→ DATA IN THIS EXERCISE:
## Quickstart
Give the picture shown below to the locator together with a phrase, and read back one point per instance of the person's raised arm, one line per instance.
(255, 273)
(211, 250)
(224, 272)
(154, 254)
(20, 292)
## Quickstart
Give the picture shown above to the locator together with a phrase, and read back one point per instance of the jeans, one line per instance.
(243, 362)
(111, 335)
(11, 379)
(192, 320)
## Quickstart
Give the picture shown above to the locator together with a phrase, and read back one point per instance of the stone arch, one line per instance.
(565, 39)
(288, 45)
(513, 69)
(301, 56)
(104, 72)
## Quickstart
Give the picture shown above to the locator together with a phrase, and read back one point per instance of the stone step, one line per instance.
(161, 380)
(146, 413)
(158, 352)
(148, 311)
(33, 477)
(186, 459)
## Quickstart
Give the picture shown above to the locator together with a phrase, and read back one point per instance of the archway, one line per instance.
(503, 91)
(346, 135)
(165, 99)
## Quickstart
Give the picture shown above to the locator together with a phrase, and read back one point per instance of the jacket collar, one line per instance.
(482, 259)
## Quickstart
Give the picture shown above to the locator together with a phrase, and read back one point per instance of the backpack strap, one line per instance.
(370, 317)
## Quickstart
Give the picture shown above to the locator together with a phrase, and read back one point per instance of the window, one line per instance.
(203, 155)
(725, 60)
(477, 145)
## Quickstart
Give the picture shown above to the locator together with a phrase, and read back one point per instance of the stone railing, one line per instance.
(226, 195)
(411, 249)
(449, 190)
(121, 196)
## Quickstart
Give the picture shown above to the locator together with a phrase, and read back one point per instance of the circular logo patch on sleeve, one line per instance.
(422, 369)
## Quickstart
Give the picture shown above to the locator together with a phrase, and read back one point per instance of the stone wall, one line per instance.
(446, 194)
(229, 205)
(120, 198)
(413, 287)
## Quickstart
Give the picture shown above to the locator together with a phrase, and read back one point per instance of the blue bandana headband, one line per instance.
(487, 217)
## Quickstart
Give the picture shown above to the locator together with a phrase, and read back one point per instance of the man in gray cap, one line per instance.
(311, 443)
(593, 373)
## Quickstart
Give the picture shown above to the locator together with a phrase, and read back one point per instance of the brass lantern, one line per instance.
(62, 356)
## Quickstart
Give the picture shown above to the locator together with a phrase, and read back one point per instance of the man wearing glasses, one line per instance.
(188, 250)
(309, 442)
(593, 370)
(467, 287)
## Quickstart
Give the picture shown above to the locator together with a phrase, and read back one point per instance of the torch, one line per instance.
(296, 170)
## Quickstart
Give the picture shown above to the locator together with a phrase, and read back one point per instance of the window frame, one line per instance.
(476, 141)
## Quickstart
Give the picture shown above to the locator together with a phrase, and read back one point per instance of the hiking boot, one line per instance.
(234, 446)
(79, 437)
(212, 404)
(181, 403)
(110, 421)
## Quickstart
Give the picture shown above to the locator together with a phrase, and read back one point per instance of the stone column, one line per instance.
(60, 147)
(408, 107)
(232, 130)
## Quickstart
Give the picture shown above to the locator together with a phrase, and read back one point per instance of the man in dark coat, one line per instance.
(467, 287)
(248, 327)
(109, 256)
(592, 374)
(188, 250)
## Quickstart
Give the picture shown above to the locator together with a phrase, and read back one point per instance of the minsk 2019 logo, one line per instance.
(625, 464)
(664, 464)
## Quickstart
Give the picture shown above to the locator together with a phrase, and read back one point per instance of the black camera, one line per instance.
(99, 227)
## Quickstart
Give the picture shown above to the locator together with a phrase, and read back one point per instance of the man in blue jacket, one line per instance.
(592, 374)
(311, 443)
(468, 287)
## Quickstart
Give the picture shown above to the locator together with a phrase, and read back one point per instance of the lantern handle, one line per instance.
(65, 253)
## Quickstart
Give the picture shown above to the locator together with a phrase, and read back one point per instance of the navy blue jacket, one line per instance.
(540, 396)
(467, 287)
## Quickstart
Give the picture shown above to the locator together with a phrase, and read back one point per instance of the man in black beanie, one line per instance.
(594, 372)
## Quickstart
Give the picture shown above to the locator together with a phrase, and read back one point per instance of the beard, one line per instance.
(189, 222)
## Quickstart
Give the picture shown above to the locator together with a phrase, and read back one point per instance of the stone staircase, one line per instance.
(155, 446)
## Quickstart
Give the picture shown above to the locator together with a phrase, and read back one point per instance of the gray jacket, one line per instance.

→ GIVEN REQUEST:
Copy all of the material word for word.

→ SOLUTION TO THE PROBLEM:
## Quickstart
Give the picture shown below to the locator together with a phrase, and read back one point per instance of the person's raised arm, one line per instance.
(255, 273)
(211, 250)
(224, 272)
(154, 254)
(20, 292)
## Quickstart
Give the picture shown above to the locator together with a phrase, and read back one point per instance of the jeans, one line per instance.
(243, 362)
(111, 335)
(11, 379)
(192, 320)
## Quickstart
Give the picture shown above to the locator together with a phrase, and read back one point per instance of the stone arch, one line per instance.
(565, 39)
(288, 45)
(513, 69)
(301, 56)
(104, 72)
## Quickstart
Give the picture shown above to the locator together with a phrase, and read back one point per instance of the stone step, one line per instance.
(161, 380)
(146, 413)
(158, 352)
(148, 311)
(33, 477)
(186, 459)
## Quickstart
Give the picture shown above to the locator together with a phrase, and read back one point per instance of the archway, one line per instance.
(503, 91)
(346, 135)
(165, 99)
## Quickstart
Give the picture shown above to the locator together with a phrase, and read back one point per instance of the jacket collar, one line per instance.
(482, 259)
## Quickstart
Give the picture shown above to the locator together with a phrase, and read back one point per instance of the backpack strap, one line per instance.
(370, 317)
## Quickstart
Give the picture shown above to the locator together with a phrase, and read back one point per instance of the window, one line per instance.
(203, 155)
(725, 60)
(477, 145)
## Quickstart
Give the picture shown above to the locator together with a phrase, and read back one point per instance of the stone railing, one line per instance.
(226, 195)
(411, 249)
(449, 190)
(121, 196)
## Quickstart
Give the picture shown above to the locator together with a phrase, and read back one point per instance of the circular logo patch on sleeve, one line per instance.
(422, 369)
## Quickstart
Give the picture shown above to the locator together with a phrase, and read back one point per instance of the stone wall, one line per instance.
(446, 194)
(229, 205)
(120, 198)
(413, 287)
## Quickstart
Give the picture shown above to the locator together with a phrase, and read back one point per instance of the blue bandana headband, one line per instance.
(487, 217)
## Quickstart
Give the picture shown above to the locator together with a phrase, and read back one point per instance of the man in gray cap, one line per instance.
(311, 443)
(593, 373)
## Quickstart
Give the picture shown above to the locator together with a phrase, and read back one point per instance of the brass lantern, one line per instance.
(62, 356)
## Quickstart
Give the picture shown above to the locator together with a phrase, and read back one point per instance of the man wearing glasses, one line per instance.
(188, 250)
(309, 442)
(593, 370)
(467, 287)
## Quickstart
Give the picture shown above to the locator together with a phrase, and read back one point per instance of the torch, one line per instance.
(296, 170)
## Quickstart
Give the picture shown above to the locator together with a phrase, and read back one point per instance of the window frame, one line per instance.
(476, 141)
## Quickstart
Give the picture shown above to the locator together with a phrase, and read back one point per instance of the hiking boot, one line per instance.
(234, 446)
(79, 437)
(212, 404)
(181, 403)
(110, 421)
## Quickstart
Give the picture shown above to the locator together with a phrase, and read back one point per instance of the stone column, one line per instance.
(60, 147)
(408, 107)
(232, 130)
## Quickstart
Give the picture shown above to the locator together with a phrase, and read back one point per instance of the man in dark coat, one line per instance.
(467, 287)
(248, 327)
(109, 256)
(592, 374)
(188, 250)
## Quickstart
Give the picture shown above to the locator together with a phrase, and read back one point per instance of the minsk 2019 logo, one line per instance.
(625, 464)
(664, 464)
## Quickstart
Give the picture shown above to the locator together with a phrase, and read back one point per instance of the black camera, one line per instance.
(99, 227)
## Quickstart
Give the picture shown above to the locator together with a phrase, and read back one point per instance of the man in blue jacket, one line per instance.
(592, 374)
(311, 443)
(468, 287)
## Quickstart
Give the picture shown above to the locator together with a phrase, and read back one point per instance of the lantern handle, one line per instance.
(65, 253)
## Quickstart
Give the picture shown above to the locator together with a phrase, and read back one point per instance of the navy blue jacket, one line per instance.
(540, 396)
(467, 287)
## Quickstart
Give the picture shown above to the locator together with a phrase, and read back one point per instance of the man in black beanie, one line per instance.
(594, 372)
## Quickstart
Give the picture shown above to the locator together with a phrase, and read back one point per instance of the beard, one line per instance.
(189, 222)
## Quickstart
Give the picture shown above to the locator together with a phrase, and read back one point per instance of the stone staircase, one line per instance.
(155, 446)
## Quickstart
Give the picture shown above to the locator together with a phrase, and read back one point per instance of the gray jacket, one line per instance.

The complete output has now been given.